> _WHAT YOU ARE ASKED TO DO_
Please copy every line of the data below verbatim.

++++ SUPPLIED RECORDS ++++

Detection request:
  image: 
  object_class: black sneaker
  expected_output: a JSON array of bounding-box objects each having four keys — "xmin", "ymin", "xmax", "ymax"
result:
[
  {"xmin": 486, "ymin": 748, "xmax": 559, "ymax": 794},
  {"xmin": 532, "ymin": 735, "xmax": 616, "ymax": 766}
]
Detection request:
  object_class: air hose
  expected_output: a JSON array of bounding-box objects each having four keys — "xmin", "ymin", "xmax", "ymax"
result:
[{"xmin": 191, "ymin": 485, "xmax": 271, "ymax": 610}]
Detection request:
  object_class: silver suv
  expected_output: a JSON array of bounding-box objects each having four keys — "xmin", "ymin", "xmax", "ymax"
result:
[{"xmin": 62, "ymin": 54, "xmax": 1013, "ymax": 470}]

++++

> _SOLUTION FOR THIS EXERCISE_
Detection request:
  image: 
  object_class: black sneaker
  expected_output: a JSON array of bounding-box objects each having four keys — "xmin", "ymin", "xmax", "ymax"
result:
[
  {"xmin": 486, "ymin": 748, "xmax": 559, "ymax": 794},
  {"xmin": 532, "ymin": 735, "xmax": 616, "ymax": 766}
]
Detection request:
  object_class: air hose
  expected_output: a JSON array of bounding-box objects each having four keys — "xmin", "ymin", "xmax", "ymax"
result:
[{"xmin": 191, "ymin": 485, "xmax": 271, "ymax": 610}]
Detection request:
  object_class: silver suv
  expected_output: a JSON array of bounding-box objects each having four keys — "xmin", "ymin", "xmax", "ymax"
result:
[{"xmin": 62, "ymin": 54, "xmax": 1013, "ymax": 470}]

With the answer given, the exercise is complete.